## Begin Stored rows

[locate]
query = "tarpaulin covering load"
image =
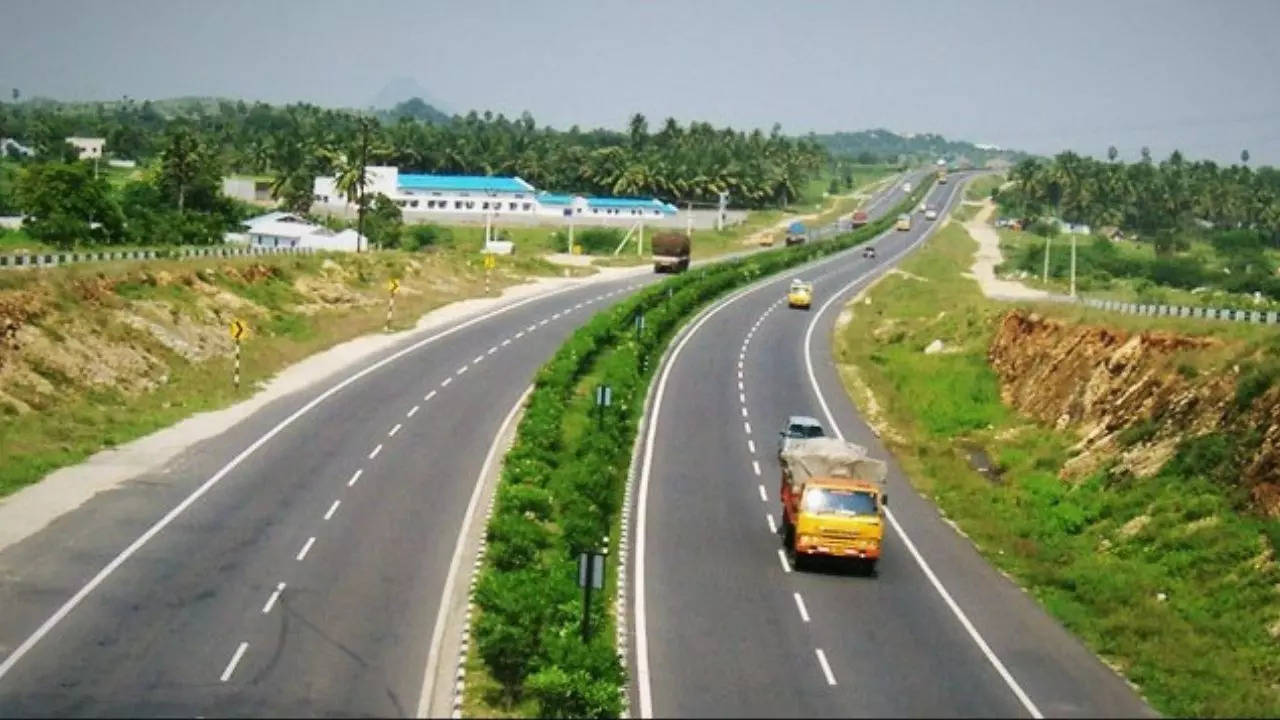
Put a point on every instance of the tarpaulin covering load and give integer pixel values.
(830, 458)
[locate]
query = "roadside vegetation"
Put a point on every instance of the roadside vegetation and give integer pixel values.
(1171, 577)
(1178, 231)
(96, 356)
(561, 492)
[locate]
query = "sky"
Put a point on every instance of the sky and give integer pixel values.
(1033, 74)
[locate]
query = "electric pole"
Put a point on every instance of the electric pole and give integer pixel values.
(364, 165)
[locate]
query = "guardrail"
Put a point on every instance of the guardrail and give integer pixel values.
(27, 260)
(1229, 314)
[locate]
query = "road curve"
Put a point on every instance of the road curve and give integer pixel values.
(726, 628)
(306, 578)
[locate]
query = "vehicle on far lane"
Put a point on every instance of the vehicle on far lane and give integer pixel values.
(800, 294)
(799, 427)
(670, 253)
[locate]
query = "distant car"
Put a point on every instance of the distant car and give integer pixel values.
(800, 295)
(799, 427)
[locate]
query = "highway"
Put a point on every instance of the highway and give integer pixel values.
(295, 564)
(722, 625)
(306, 577)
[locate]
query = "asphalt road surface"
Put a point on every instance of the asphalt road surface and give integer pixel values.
(725, 627)
(292, 565)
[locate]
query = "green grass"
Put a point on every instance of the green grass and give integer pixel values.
(1203, 650)
(981, 187)
(63, 429)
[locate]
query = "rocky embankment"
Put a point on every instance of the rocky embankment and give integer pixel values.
(1134, 397)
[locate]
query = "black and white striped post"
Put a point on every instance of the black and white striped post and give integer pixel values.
(391, 301)
(237, 333)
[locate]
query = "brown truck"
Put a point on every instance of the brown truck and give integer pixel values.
(671, 253)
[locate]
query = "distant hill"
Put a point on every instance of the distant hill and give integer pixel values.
(887, 145)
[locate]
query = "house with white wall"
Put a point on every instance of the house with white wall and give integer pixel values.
(485, 196)
(88, 147)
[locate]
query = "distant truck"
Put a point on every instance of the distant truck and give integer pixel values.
(670, 253)
(832, 501)
(798, 233)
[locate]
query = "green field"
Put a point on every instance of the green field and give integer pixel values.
(1168, 578)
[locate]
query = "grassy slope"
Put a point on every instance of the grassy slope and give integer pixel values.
(64, 429)
(1202, 651)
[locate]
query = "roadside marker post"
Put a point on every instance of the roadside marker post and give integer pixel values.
(490, 261)
(238, 329)
(603, 399)
(590, 575)
(392, 287)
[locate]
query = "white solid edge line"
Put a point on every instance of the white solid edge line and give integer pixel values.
(826, 668)
(641, 641)
(433, 657)
(906, 541)
(231, 666)
(804, 611)
(199, 492)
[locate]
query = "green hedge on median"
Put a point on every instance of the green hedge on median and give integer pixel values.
(557, 499)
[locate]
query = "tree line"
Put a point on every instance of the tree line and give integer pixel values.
(1159, 201)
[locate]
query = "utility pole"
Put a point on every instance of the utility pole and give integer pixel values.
(1047, 241)
(364, 167)
(1073, 264)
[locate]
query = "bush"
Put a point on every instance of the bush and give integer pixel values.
(598, 241)
(558, 497)
(423, 237)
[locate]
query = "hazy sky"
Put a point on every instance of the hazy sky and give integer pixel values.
(1037, 74)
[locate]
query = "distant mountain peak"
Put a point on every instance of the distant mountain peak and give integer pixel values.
(401, 89)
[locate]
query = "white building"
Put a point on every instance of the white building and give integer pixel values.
(88, 147)
(286, 229)
(487, 197)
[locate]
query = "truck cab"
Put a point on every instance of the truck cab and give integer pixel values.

## End Stored rows

[Exercise instructions]
Without including any pictures, output all the entries above exactly.

[Task response]
[locate]
query = "tarpaulin covering load"
image =
Put a point on every instance of the tarpaulin covering load and give integer pixel values.
(830, 458)
[locate]
query = "roadside vegetation"
Put a point on every instance of the roadside vegetation and give integer pixel values.
(1171, 577)
(1178, 231)
(96, 356)
(561, 492)
[locate]
query = "sky"
Put a point on every instance of the sky and give integer pixel values.
(1033, 74)
[locate]
query = "electric pole"
Put a point on every instance of the electric pole and give integer pixel values.
(364, 165)
[locate]
query = "guardrail"
Put a point on every instance of the guardrail and give integer pixel values.
(27, 260)
(1229, 314)
[locate]
query = "road curve"
Put a point on every instance of the road curve and give integer pixel values.
(726, 628)
(306, 578)
[locate]
query = "vehicle on far lane"
Put a point on every instance of the vehicle on far lane and give integer pixel values.
(800, 294)
(799, 427)
(670, 253)
[locate]
query = "distant car"
Put a point on every instance of the distant car and give integer pixel values.
(800, 295)
(799, 427)
[locate]
query = "highway"
Put a point on every instance of the highway and give integer pixel values.
(295, 564)
(722, 625)
(306, 577)
[locate]
query = "asphalt road surface"
Put a point on every instance of the asphalt road surface and give integer pixel values.
(725, 627)
(292, 565)
[locate]
query = "green grass"
Put a point on every instance of the green grass and give integer pixel values.
(1203, 650)
(981, 187)
(63, 429)
[locate]
query = "rocky embankment"
Put a point on every instance of the rocky embankment and give integer pixel values.
(1134, 397)
[locate]
query = "black and white striped post"
Put a point on every instance of the black and white striped post and give integer pixel values.
(391, 301)
(237, 333)
[locate]
query = "brown truck"
Put a point on every instance of the brown truck and give integer pixel values.
(671, 253)
[locate]
query = "distant hill"
Put a point on every instance of the distant hill and give integer pixel values.
(887, 145)
[locate]
query = "house with white wall"
Put a point on every instance of the house with white wall and give integer pixel values.
(485, 196)
(88, 147)
[locate]
query = "distant truck"
Put a point on every instance of the distant truck and give integer pixel values.
(670, 253)
(832, 501)
(798, 233)
[locate]
query = "green field"
Put a point on every instance of the green field and give integer pixel values.
(1168, 578)
[locate]
query = "grassy slope"
Put a point on every instance of the grassy slope and give integer pixel values.
(64, 429)
(1202, 651)
[locate]
query = "roadside marker post"
Put a point on every instance of the roadside marker post and give integer pixel values.
(490, 261)
(238, 329)
(603, 399)
(590, 575)
(392, 287)
[locate]
query = "white solid edge line"
Put a point on every instance of the white solid edge line and give integer pixel values.
(826, 668)
(641, 641)
(433, 657)
(906, 541)
(231, 666)
(804, 611)
(199, 492)
[locate]
query = "green hedge on median"
Put a point on every instance of the green hedge on median and give integer pixel values.
(557, 499)
[locate]
query = "tree line"
Put a point on every instance of the tree line and give integer pixel values.
(1159, 201)
[locate]
query = "utility pole"
Put a point on every instance of the utility pole and give integer pixel values.
(1047, 241)
(364, 167)
(1073, 264)
[locate]
query = "bush"
Put a point on every instance of the bush and give integer pixel values.
(598, 241)
(558, 497)
(423, 237)
[locate]
query = "hazy sky"
Put a point on every instance of the hazy sky and give integer pixel values.
(1037, 74)
[locate]
query = "distant mountain peak"
Put a point on every instance of the distant mountain peak and give integer pixel values.
(401, 89)
[locate]
query = "white building"
Put a point on every instance of the white building and give integer pixel values.
(88, 147)
(286, 229)
(487, 197)
[locate]
query = "truck cab"
Put a point on every instance of the truck cab and give integer pixel values.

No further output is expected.